**Written instruction**
Quote the stretch from "The task of" through "the same mistake." in the passage on the special council.

**Provided passage**
□ □ □ □
Obviously my bias is showing.  But I believe it is grounded in a pattern that is well established in the Scriptures.  Whenever the people want a sure-fire way to be in control (like a tower in Babel), or to have a leader they could see and control (like a king, namely Saul), or to justify their greed (offering sacrifices while exploiting the poor), or to maintain the religious/social strata (with the temple system), God reminded them that this is not the way God’s reign works.  God busted up their attempts every time, and let them live with the mess until they realized that trusting God was a much better idea.

The ”once and for all” busting up of our insecure impulses was the cross itself.  (See Hebrews 9:26)  It was there that Jesus showed us the futility of having a moral standard as an idol.  The Law had been exploited and amended so many times that its beauty had been lost, its intention mangled to the point that I imagine it becoming the cross itself.  Jesus died there as if to say, “Enough!  This way of judgment and imagined righteousness will never bring you life.”

Jesus said that if we want a “pathway forward,” he is it.  We have to trust him and the way he tells us to treat one another.  Jesus taught us to build each other up, love each other, forgive one another.  We are all broken people living with broken people.  We will not get things right half of the time, and we are fools to think we can make everybody else line up with our understanding of what faithfulness looks like.

The task of the special council is an impossible expectation.  It is one more stab at righteousness based neither on the holiness of God nor the humility of God’s people.  As such it simply repeats the pattern of reliance on human reason.  It is asking the church to do what it was not created to do.  It ignores the overriding command to love and serve our neighbors and focuses instead on one narrow aspect of human behavior simply because it is unsettling to many people.  It displays the folly of forcing an issue, trying to squeeze out of the Scriptures a mandate that cannot reflect God’s expansive grace.

Lord, are you at this time going to restore our denomination to us?  The disciples asked the wrong question, and we are making the same mistake.
□ □ □ □
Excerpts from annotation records

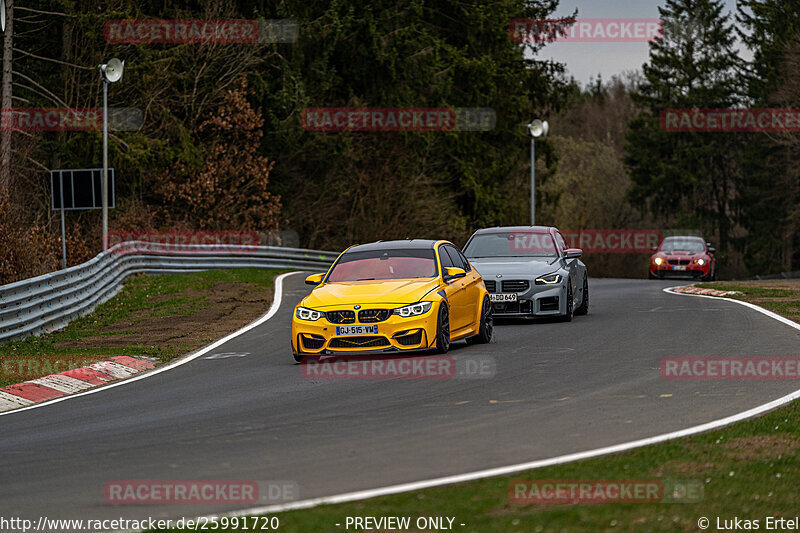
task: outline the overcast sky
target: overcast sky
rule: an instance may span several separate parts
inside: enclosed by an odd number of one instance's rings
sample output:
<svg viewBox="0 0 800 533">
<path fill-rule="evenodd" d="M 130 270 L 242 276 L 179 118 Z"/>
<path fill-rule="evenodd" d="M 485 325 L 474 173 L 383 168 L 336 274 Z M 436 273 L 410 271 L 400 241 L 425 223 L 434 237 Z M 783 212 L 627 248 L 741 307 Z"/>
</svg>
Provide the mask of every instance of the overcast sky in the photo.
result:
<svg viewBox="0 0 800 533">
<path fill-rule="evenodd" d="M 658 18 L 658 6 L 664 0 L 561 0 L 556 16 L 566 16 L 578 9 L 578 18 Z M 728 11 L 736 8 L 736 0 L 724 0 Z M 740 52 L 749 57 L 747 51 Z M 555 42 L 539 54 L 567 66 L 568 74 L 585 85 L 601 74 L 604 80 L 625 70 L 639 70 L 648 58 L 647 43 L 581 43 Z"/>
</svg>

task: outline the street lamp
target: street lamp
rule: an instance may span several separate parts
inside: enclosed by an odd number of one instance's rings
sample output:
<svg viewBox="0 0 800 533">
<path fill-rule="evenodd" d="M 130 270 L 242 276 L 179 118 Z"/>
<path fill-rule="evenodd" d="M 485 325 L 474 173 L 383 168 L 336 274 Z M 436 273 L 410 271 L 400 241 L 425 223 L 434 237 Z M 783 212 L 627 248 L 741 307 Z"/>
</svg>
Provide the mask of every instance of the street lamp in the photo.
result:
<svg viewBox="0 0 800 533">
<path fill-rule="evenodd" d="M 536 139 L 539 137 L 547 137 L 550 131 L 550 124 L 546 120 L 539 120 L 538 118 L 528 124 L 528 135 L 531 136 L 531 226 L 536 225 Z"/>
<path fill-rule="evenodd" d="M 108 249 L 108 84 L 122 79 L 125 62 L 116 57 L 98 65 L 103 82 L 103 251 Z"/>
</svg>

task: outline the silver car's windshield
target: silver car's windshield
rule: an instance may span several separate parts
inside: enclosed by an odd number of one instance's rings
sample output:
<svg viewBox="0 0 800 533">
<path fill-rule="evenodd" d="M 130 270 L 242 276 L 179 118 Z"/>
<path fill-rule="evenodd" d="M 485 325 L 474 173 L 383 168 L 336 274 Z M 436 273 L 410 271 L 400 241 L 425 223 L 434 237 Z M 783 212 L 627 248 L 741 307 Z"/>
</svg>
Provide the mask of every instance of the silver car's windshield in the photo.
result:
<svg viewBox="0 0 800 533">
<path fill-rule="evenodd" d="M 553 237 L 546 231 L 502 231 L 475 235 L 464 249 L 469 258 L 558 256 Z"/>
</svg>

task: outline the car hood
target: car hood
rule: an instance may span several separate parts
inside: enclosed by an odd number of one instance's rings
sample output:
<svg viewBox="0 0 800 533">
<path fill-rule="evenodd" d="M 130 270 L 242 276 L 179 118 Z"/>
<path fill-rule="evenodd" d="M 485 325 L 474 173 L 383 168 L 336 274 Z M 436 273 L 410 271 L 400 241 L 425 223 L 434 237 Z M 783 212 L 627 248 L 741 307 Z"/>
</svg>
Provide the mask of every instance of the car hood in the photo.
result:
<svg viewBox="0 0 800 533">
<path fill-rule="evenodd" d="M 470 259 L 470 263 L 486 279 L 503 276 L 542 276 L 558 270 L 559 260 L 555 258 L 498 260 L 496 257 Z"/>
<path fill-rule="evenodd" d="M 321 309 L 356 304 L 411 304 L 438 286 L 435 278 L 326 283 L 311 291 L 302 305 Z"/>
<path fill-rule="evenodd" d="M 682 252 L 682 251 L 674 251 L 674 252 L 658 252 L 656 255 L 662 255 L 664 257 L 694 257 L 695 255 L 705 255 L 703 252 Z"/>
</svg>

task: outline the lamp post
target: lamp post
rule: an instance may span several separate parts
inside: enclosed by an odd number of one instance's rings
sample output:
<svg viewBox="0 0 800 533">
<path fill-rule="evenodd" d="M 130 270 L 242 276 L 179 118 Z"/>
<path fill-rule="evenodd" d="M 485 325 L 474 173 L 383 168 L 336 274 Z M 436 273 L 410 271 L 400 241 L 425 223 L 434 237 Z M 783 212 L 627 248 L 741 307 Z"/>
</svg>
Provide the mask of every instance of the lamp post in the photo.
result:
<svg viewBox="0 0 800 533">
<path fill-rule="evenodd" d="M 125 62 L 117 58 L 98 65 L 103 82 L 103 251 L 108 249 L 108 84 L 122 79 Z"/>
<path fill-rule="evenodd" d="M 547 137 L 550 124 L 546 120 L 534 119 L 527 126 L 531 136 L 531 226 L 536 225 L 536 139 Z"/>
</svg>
□ □ □ □
**Output for this exercise**
The task of the special council is an impossible expectation.  It is one more stab at righteousness based neither on the holiness of God nor the humility of God’s people.  As such it simply repeats the pattern of reliance on human reason.  It is asking the church to do what it was not created to do.  It ignores the overriding command to love and serve our neighbors and focuses instead on one narrow aspect of human behavior simply because it is unsettling to many people.  It displays the folly of forcing an issue, trying to squeeze out of the Scriptures a mandate that cannot reflect God’s expansive grace.

Lord, are you at this time going to restore our denomination to us?  The disciples asked the wrong question, and we are making the same mistake.